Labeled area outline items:
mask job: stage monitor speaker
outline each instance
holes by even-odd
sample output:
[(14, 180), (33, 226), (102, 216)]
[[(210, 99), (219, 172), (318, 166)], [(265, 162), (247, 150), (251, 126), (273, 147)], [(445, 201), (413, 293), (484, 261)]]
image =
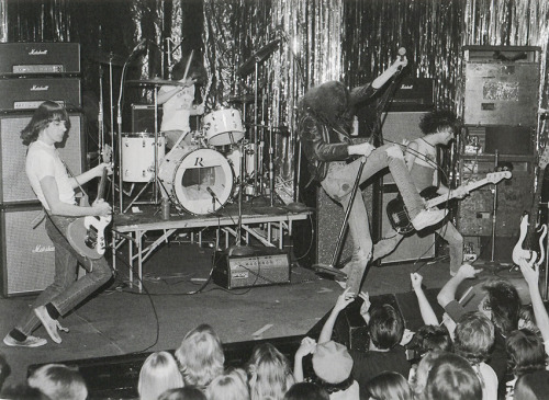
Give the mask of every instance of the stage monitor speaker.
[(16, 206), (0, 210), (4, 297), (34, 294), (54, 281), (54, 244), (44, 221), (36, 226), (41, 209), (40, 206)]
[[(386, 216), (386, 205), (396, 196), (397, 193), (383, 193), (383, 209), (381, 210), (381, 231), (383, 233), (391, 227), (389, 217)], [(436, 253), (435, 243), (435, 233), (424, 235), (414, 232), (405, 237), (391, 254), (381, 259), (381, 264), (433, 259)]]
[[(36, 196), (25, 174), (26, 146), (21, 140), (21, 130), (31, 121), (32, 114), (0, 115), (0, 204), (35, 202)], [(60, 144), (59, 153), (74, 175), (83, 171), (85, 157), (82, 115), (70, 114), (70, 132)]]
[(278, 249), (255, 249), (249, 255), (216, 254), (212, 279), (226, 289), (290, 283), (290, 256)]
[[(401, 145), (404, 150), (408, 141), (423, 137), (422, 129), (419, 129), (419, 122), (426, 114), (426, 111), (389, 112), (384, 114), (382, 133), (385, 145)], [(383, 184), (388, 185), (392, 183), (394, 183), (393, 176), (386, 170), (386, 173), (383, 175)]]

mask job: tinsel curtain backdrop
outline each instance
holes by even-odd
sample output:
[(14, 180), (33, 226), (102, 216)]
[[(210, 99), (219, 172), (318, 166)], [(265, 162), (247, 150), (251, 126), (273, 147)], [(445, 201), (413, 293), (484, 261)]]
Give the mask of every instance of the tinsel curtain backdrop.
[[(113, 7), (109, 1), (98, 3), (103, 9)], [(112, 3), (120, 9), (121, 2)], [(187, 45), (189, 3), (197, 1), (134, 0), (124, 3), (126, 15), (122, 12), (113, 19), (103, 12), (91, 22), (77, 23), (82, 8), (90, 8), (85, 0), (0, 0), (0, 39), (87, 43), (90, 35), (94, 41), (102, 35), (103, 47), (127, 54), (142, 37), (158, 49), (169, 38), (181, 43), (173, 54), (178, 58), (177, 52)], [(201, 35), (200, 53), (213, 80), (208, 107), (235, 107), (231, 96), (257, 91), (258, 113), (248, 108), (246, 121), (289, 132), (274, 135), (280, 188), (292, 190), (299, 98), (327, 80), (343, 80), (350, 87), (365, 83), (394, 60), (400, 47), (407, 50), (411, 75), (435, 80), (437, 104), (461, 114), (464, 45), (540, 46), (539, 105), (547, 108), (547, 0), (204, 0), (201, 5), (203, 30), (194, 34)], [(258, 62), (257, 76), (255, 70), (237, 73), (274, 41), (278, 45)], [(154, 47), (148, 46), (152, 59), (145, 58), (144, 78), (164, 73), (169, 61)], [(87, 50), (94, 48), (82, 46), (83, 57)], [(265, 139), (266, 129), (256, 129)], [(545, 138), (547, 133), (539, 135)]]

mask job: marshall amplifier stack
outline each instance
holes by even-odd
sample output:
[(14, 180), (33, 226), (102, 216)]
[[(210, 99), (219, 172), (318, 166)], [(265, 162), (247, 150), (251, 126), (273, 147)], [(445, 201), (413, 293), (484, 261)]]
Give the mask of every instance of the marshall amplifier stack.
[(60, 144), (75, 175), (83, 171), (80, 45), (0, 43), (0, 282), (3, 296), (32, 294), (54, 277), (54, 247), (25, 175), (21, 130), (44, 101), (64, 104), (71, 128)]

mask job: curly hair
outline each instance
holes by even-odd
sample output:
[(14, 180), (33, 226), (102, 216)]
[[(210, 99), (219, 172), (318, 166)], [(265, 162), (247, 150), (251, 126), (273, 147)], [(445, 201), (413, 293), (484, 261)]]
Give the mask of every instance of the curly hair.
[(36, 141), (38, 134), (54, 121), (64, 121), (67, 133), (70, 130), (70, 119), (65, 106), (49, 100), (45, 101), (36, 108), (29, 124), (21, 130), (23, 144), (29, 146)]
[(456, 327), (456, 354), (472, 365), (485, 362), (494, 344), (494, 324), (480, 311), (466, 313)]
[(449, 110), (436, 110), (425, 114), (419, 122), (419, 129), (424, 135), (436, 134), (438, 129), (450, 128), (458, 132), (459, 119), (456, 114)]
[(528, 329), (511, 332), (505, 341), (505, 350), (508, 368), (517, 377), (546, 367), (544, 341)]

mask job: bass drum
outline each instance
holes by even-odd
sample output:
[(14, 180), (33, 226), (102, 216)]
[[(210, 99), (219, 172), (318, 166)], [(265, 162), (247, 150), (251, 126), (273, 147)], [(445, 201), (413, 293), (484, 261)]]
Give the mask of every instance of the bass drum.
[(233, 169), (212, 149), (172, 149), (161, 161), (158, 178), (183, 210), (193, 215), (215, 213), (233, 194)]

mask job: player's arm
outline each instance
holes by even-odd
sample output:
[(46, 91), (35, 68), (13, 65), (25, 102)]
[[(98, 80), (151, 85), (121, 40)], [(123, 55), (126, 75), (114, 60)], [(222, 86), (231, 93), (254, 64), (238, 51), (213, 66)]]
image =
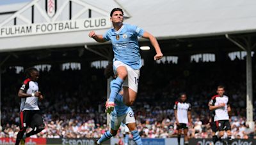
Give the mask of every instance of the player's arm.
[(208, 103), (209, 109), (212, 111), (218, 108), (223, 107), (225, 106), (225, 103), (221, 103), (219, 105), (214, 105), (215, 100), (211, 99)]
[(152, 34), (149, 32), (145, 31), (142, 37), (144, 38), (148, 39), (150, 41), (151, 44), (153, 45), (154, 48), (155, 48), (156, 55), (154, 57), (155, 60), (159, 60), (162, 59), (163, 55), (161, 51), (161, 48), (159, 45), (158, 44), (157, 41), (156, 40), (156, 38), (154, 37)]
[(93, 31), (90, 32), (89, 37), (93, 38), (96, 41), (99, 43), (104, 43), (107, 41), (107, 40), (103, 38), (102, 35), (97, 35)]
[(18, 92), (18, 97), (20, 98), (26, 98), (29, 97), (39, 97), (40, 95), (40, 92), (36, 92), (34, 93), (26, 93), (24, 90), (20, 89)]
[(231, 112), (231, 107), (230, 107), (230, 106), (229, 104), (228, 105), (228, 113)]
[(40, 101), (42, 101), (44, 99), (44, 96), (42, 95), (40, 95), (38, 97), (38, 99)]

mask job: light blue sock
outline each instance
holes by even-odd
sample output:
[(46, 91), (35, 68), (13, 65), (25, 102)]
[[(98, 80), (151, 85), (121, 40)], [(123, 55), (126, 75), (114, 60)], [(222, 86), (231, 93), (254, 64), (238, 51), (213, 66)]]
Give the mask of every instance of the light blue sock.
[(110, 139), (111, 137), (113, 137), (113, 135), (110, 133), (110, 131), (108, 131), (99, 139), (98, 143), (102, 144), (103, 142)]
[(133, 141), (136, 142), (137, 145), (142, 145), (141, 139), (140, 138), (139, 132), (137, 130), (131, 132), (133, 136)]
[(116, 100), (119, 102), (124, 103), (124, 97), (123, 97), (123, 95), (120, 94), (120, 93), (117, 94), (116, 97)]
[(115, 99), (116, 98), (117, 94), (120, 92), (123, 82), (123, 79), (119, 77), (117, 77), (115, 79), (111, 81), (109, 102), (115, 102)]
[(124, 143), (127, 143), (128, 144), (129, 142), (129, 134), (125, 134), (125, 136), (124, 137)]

> EXERCISE GOAL: Reproduce every one of the records above with "even-odd" swapped for "odd-even" and nothing else altered, leaving the pictures out.

> ANSWER TO THE PROBLEM:
mask job: stage monitor speaker
outline each instance
holes by odd-even
sample output:
[(14, 180), (33, 226), (102, 216)]
[[(210, 99), (219, 172), (318, 166)], [(265, 162), (247, 150), (251, 126), (273, 147)], [(445, 201), (413, 293), (484, 261)]]
image =
Give the mask of every instance of the stage monitor speaker.
[(16, 206), (0, 210), (4, 297), (34, 294), (54, 281), (54, 244), (44, 221), (36, 226), (41, 209), (40, 206)]
[[(386, 216), (386, 205), (396, 196), (397, 193), (383, 193), (383, 209), (381, 210), (381, 231), (383, 233), (391, 227), (389, 217)], [(436, 253), (435, 243), (435, 233), (424, 235), (414, 232), (405, 237), (391, 254), (381, 259), (381, 264), (433, 259)]]
[[(36, 196), (25, 174), (26, 146), (21, 140), (21, 130), (31, 121), (32, 114), (0, 115), (0, 204), (35, 202)], [(60, 144), (59, 153), (74, 175), (83, 171), (85, 157), (82, 115), (70, 114), (70, 132)]]
[(278, 249), (255, 249), (249, 255), (216, 254), (212, 279), (226, 289), (290, 283), (290, 256)]
[[(401, 145), (404, 150), (408, 141), (423, 137), (422, 129), (419, 129), (419, 122), (426, 114), (426, 111), (389, 112), (384, 114), (382, 133), (385, 145)], [(383, 184), (388, 185), (392, 183), (394, 183), (393, 176), (386, 170), (386, 173), (383, 175)]]

mask job: tinsel curtain backdrop
outline each instance
holes by odd-even
sample output:
[(14, 180), (33, 226), (102, 216)]
[[(210, 99), (219, 172), (318, 166)], [(265, 162), (247, 150), (251, 126), (273, 147)], [(445, 201), (413, 293), (484, 261)]]
Give the mask of every instance of the tinsel curtain backdrop.
[[(113, 7), (109, 1), (98, 3), (103, 9)], [(112, 3), (120, 9), (121, 2)], [(187, 45), (189, 3), (197, 1), (134, 0), (124, 3), (126, 15), (122, 12), (113, 19), (103, 12), (91, 22), (77, 23), (82, 8), (90, 8), (85, 0), (0, 0), (0, 39), (87, 43), (90, 35), (94, 41), (102, 35), (103, 47), (127, 54), (142, 37), (158, 49), (169, 38), (181, 43), (173, 54), (178, 58), (177, 52)], [(201, 35), (200, 53), (213, 80), (208, 107), (235, 107), (231, 96), (257, 91), (258, 113), (248, 108), (246, 121), (289, 132), (274, 135), (280, 188), (292, 190), (299, 98), (327, 80), (343, 80), (350, 87), (365, 83), (394, 60), (400, 47), (407, 50), (411, 75), (435, 80), (437, 104), (461, 114), (464, 45), (540, 46), (539, 105), (547, 108), (547, 0), (204, 0), (201, 5), (203, 30), (194, 34)], [(258, 62), (257, 76), (255, 70), (237, 73), (274, 41), (278, 45)], [(154, 47), (148, 46), (152, 59), (145, 58), (144, 78), (164, 73), (169, 61)], [(87, 50), (94, 48), (82, 46), (83, 57)], [(265, 139), (266, 129), (256, 129)], [(545, 138), (547, 133), (539, 135)]]

mask job: marshall amplifier stack
outline each instance
holes by odd-even
sample output:
[(14, 180), (33, 226), (102, 216)]
[[(210, 99), (219, 172), (318, 166)], [(265, 162), (247, 150), (251, 126), (273, 147)], [(445, 201), (413, 293), (484, 261)]]
Give the mask of every instance of the marshall amplifier stack.
[(60, 144), (75, 175), (83, 171), (80, 45), (0, 43), (0, 282), (3, 296), (32, 294), (54, 277), (54, 247), (25, 175), (21, 130), (44, 101), (64, 104), (71, 128)]

mask job: curly hair
outline each instance
holes by odd-even
sample output:
[(14, 180), (33, 226), (102, 216)]
[[(210, 99), (219, 172), (318, 166)], [(265, 162), (247, 150), (251, 126), (273, 147)], [(445, 201), (413, 293), (484, 261)]]
Give the mask of every instance of the curly hair.
[(36, 141), (38, 134), (54, 121), (64, 121), (67, 133), (70, 130), (70, 119), (65, 106), (49, 100), (45, 101), (36, 108), (29, 124), (21, 130), (23, 144), (29, 146)]
[(456, 327), (456, 354), (472, 365), (485, 362), (494, 344), (494, 324), (480, 311), (466, 313)]
[(449, 110), (436, 110), (425, 114), (419, 122), (419, 129), (424, 135), (436, 134), (438, 129), (450, 128), (458, 132), (459, 119), (456, 114)]
[(528, 329), (511, 332), (505, 341), (505, 350), (508, 368), (517, 377), (546, 367), (544, 341)]

mask job: bass drum
outline each instance
holes by odd-even
sample output:
[(14, 180), (33, 226), (102, 216)]
[[(210, 99), (219, 172), (318, 166)], [(265, 162), (247, 150), (251, 126), (273, 147)], [(445, 201), (413, 293), (484, 261)]]
Give the mask of every instance of the bass drum.
[(233, 169), (212, 149), (172, 149), (161, 161), (158, 178), (183, 210), (193, 215), (215, 213), (233, 194)]

mask job: player's arm
outline each instance
holes by odd-even
sample output:
[(46, 91), (35, 68), (13, 65), (25, 102)]
[[(98, 80), (151, 85), (121, 40)], [(123, 55), (126, 75), (114, 60)], [(222, 86), (231, 93), (254, 64), (238, 51), (213, 66)]]
image =
Give the mask of every instance of the player's arm.
[(208, 103), (209, 109), (212, 111), (218, 108), (223, 107), (225, 106), (225, 103), (221, 103), (219, 105), (214, 105), (215, 100), (211, 99)]
[(152, 34), (149, 32), (145, 31), (142, 37), (144, 38), (148, 39), (150, 41), (151, 44), (153, 45), (154, 48), (155, 48), (156, 55), (154, 57), (155, 60), (159, 60), (162, 59), (163, 55), (161, 51), (161, 48), (159, 45), (158, 44), (157, 41), (156, 40), (156, 38), (154, 37)]
[(93, 31), (90, 32), (89, 37), (93, 38), (96, 41), (99, 43), (104, 43), (107, 41), (107, 40), (103, 38), (102, 35), (97, 35)]
[(18, 92), (18, 97), (20, 98), (26, 98), (29, 97), (39, 97), (40, 95), (40, 92), (36, 92), (34, 93), (26, 93), (24, 90), (20, 89)]
[(231, 112), (231, 107), (230, 107), (230, 106), (229, 104), (228, 105), (228, 113)]
[(40, 101), (42, 101), (44, 99), (44, 96), (42, 95), (40, 95), (38, 97), (38, 99)]

mask job: light blue sock
outline each instance
holes by odd-even
sample output:
[(46, 91), (35, 68), (13, 65), (25, 102)]
[[(98, 80), (151, 85), (121, 40)], [(123, 55), (126, 75), (114, 60)], [(222, 86), (231, 93), (254, 64), (238, 51), (213, 66)]]
Give the mask of every instance of the light blue sock.
[(110, 139), (111, 137), (113, 137), (113, 135), (110, 133), (110, 131), (108, 131), (99, 139), (98, 143), (102, 144), (103, 142)]
[(133, 141), (136, 142), (137, 145), (142, 145), (141, 139), (140, 138), (139, 132), (137, 130), (131, 132), (133, 136)]
[(116, 100), (119, 102), (124, 103), (124, 97), (123, 97), (123, 95), (120, 94), (120, 93), (117, 94), (116, 97)]
[(115, 99), (116, 98), (117, 94), (120, 92), (123, 82), (123, 79), (119, 77), (117, 77), (115, 79), (111, 81), (109, 102), (115, 102)]
[(124, 143), (127, 143), (128, 144), (129, 142), (129, 134), (125, 134), (125, 136), (124, 137)]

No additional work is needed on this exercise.